# Directions
Copy out every item below word for word, leaving out the pictures.

[Bounding-box items]
* * * * * * * * *

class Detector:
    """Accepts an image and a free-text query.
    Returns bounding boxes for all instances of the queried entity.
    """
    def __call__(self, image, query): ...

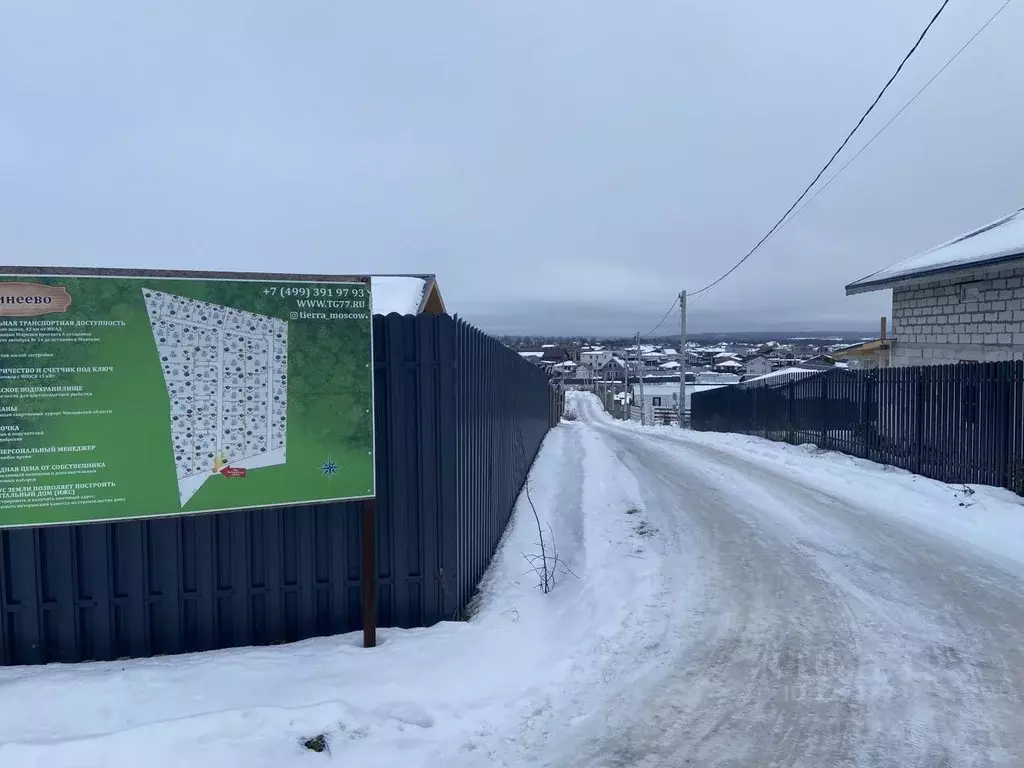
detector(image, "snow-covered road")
[549,397,1024,768]
[0,394,1024,768]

* * * * * * * * *

# Exercise output
class Detector:
    """Accepts an image and a free-text query.
    Returns bounding boxes for all instances of the queried entity.
    """
    def __call__(self, image, query): ...

detector(image, "snow-covered road")
[549,397,1024,768]
[0,394,1024,768]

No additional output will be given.